◆ YOUR OBJECTIVE ◆
Duplicate the following lines precisely, starting with the line containing "Indicate a point on each instance of the dirt patch" and continuing through the line containing "[(185, 346), (558, 229)]", both included.

◆ PROVIDED RECORDS ◆
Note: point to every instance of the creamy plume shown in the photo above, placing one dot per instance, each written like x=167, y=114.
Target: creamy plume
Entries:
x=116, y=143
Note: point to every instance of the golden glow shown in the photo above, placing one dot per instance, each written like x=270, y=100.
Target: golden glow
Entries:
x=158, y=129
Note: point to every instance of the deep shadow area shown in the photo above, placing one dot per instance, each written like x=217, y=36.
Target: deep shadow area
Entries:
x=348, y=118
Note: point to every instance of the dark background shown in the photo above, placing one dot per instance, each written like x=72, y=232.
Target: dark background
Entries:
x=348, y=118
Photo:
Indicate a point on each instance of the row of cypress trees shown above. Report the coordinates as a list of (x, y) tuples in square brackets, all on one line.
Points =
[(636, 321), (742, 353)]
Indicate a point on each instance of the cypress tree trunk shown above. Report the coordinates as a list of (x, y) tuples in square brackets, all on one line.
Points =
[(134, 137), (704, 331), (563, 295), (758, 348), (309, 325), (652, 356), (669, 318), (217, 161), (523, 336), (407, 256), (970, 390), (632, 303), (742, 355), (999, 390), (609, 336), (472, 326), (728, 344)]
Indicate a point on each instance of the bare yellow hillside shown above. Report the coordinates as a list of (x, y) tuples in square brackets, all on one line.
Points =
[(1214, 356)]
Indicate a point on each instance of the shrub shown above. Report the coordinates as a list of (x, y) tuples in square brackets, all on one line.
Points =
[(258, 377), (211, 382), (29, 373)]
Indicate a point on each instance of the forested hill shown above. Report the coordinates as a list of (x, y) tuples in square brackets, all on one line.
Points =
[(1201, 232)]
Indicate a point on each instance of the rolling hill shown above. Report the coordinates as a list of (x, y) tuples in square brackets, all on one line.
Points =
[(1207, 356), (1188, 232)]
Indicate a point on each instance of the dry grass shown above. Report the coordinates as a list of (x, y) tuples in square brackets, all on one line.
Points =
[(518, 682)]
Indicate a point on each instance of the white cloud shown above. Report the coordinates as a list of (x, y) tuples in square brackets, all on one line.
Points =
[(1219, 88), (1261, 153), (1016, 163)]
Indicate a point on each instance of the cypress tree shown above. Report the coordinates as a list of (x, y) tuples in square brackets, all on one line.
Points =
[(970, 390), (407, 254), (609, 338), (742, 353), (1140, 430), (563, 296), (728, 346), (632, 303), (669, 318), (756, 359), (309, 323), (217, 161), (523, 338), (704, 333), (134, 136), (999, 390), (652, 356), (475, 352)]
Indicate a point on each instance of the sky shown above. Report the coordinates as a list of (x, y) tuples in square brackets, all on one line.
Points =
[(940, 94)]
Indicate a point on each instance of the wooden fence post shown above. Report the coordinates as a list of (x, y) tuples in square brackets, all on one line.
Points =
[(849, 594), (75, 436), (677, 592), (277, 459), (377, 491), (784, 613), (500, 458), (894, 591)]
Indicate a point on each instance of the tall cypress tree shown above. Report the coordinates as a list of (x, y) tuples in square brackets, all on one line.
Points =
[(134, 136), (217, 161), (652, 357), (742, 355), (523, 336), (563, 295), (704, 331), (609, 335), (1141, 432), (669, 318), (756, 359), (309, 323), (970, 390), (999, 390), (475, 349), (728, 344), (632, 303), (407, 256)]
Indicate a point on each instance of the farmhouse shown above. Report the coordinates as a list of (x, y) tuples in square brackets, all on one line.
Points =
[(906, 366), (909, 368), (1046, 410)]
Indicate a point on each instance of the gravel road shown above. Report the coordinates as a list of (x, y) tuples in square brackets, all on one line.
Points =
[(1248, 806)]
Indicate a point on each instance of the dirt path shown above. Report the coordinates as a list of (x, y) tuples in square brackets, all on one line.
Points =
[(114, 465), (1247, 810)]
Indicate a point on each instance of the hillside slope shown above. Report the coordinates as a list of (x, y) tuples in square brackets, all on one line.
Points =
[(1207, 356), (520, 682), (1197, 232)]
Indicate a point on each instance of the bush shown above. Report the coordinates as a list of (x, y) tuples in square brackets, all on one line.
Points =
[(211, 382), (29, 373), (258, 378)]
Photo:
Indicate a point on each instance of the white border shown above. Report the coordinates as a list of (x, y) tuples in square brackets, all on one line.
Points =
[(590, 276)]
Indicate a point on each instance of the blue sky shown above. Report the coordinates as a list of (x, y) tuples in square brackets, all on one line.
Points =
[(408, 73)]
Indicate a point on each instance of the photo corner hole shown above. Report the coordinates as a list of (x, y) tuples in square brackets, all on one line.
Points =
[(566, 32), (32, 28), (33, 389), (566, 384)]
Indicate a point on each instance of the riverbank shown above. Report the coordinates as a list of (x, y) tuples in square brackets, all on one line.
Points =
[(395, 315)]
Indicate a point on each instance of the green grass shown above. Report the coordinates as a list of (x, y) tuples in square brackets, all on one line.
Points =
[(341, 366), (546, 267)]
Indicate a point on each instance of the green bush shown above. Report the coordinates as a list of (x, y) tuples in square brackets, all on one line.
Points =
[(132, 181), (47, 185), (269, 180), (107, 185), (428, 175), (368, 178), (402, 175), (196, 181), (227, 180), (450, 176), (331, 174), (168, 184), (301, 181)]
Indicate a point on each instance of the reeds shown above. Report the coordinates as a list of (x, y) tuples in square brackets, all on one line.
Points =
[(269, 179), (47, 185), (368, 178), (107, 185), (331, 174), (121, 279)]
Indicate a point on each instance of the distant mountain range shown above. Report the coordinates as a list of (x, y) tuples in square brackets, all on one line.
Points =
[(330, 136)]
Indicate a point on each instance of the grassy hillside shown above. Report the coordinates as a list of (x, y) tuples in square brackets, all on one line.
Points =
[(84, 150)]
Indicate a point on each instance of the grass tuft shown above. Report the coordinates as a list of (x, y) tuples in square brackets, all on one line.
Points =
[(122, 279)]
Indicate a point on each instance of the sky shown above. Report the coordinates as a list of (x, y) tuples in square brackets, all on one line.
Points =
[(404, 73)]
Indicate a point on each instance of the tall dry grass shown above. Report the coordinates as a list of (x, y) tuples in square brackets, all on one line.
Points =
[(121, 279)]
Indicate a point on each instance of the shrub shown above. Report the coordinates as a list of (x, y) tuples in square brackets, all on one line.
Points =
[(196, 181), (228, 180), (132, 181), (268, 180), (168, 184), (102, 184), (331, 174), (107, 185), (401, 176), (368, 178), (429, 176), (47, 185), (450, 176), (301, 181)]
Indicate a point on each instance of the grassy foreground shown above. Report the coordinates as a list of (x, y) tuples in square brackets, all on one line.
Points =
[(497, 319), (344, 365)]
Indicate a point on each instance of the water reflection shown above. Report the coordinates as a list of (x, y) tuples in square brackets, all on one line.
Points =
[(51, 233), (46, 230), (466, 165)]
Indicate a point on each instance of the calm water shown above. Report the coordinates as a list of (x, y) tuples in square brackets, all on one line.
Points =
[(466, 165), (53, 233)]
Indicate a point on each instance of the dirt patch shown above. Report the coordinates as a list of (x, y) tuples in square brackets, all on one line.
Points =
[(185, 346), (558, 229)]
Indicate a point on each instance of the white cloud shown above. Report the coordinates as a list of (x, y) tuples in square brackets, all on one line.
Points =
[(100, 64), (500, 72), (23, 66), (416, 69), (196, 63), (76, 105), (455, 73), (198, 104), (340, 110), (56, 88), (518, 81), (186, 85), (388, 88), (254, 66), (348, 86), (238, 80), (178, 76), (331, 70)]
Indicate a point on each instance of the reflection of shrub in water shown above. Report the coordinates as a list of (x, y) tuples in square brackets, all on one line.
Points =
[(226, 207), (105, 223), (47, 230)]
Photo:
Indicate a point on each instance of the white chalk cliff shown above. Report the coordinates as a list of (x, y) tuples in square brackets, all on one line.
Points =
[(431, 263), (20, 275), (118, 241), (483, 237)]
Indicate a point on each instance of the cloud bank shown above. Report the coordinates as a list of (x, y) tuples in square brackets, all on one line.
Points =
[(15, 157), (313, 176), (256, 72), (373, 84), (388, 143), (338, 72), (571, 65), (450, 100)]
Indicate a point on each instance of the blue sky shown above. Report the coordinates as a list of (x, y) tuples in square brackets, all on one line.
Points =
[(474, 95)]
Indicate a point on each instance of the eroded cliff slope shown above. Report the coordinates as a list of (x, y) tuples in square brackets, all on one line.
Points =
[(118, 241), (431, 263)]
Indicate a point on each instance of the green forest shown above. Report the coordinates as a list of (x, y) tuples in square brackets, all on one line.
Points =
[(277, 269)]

◆ RESULT OF THE EXERCISE ◆
Indicate a point on each instance of the dirt patch shown above. Report the coordinates as a list of (x, y) tuples in square brackets, all on one line.
Points =
[(185, 346), (558, 229)]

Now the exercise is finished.